Document extract:
START

Colchicums.  Label long gone
Arnold T.
North East USA

Uli

This particularly elegant form of Amaryllis belladonna is flowering for the very first time in my garden. The bulbs were given to me some years ago and were originally raised from wild collected seed. I like the faint touch of pink in the white flowers.

Uli
Algarve, Portugal
350m elevation, frost free
Mediterranean Climate

Wylie

The first of the xAmarines is blooming. This is supposed to have been developed by the Dutch firm van Tubergen and named after their nursery at Zwanenburg House, so it is xAmarine tubergenii 'Zwanenburg'.

Judy Glattstein

Love the Rhodophia bifida, flowering in scarcely a week after transition from greenhouse to outdoors, exploding into bloom triggered by the deluge

Martin Bohnet

@Arnold  sorry, but that Colchicum color seems to be smart phone image correction on an amok course.
@Judy Glattstein Always a nice effect to have them synchronous - mine reacted strangely on all the strange weather and spread over several weeks in different positions

@Wylie I take your xAmarine tubergenii and raise by xAmarcrinum 'Fred Howard' - now I wish I'd ever gotten the "plant in between" back to flower, but Amarillis belladonna only ever give leaves to me besides the first year and, other than the Amarine, which seems perfectly hardy, the Amaryllis leaves suffer from hard frosts.

In the mean time, I have finally gotten Agave amica back to flowering - seems they liked the wetter and cooler summer. Staying in the color family, I've got one of my Eucomis pole-evansii
seedlings to flower size - years after the other one, so I'm surprised that this one is more whitish and less cream than its sibling. I actually like both.

Finishing with another color double - first a Hedychium deceptum
Height: 80-120 cm (2.6-3.9 ft)
Flower Colors: red
Flower Season: late summer to mid autumn
Climate: USDA Zone 8-9
, far earlier than I'm used to it due ti the cold and wet August around here. But the last one is even more of a surprise for me - The timing is better than what I'm used to, but actually I thought that to be a pink form of Hesperantha coccinea
- do they sponaneously return to the main form like some variegated plants lose their variegation (or switch to full white and die) in some shoots?
Martin (pronouns: he/his/him)

Arnold

Habranthus brachyandrus Cherry Pink

Very old plant not sure of the ID
Arnold T.
North East USA

Arnold

Couple of more shots of the Colchicums.  I believe the white is Colchicum byzantinum Alba
Arnold T.
North East USA

David Pilling

Photo 1 shows that the Amaryllis belladonna bloom line passed through Blackpool on Sunday heading towards the North Pole.

There are quite a few flower spikes appearing, which is nice. Some years I get none.

The Summer was cold and wet. First week in September was hot. Always discussion of how to make Amaryllis flower. That brings me to Photo 2, which is a Hosta flower stalk. I've no doubt it is not unheard of, but seems unusual for them to have an Autumnal flush - they did and usually do flower at the end of Spring.

Another thing about Amaryllis is that they are scented.

END

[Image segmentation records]
START

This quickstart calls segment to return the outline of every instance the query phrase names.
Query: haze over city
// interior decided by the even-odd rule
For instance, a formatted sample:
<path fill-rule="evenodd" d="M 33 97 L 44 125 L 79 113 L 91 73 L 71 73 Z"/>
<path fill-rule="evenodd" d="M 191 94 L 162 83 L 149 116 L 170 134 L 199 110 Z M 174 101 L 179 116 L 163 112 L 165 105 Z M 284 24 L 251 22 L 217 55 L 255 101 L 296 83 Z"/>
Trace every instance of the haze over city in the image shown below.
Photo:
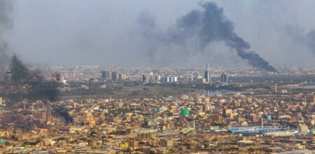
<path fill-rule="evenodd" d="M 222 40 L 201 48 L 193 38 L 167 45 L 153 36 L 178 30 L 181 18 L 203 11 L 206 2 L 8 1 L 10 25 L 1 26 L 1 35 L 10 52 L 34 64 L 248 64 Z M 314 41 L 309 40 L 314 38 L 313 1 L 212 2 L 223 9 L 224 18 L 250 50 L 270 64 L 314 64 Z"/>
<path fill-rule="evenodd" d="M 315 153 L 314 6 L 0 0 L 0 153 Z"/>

END

Work to complete:
1. From the garden forum thread, extract the passage between "In the mean" and "actually like both.", inclusive.
2. In the garden forum thread, which Dutch firm is said to have developed xAmarine tubergenii 'Zwanenburg'?

Written answers:
1.
In the mean time, I have finally gotten Agave amica back to flowering - seems they liked the wetter and cooler summer. Staying in the color family, I've got one of my Eucomis pole-evansii
seedlings to flower size - years after the other one, so I'm surprised that this one is more whitish and less cream than its sibling. I actually like both.

2. Van Tubergen.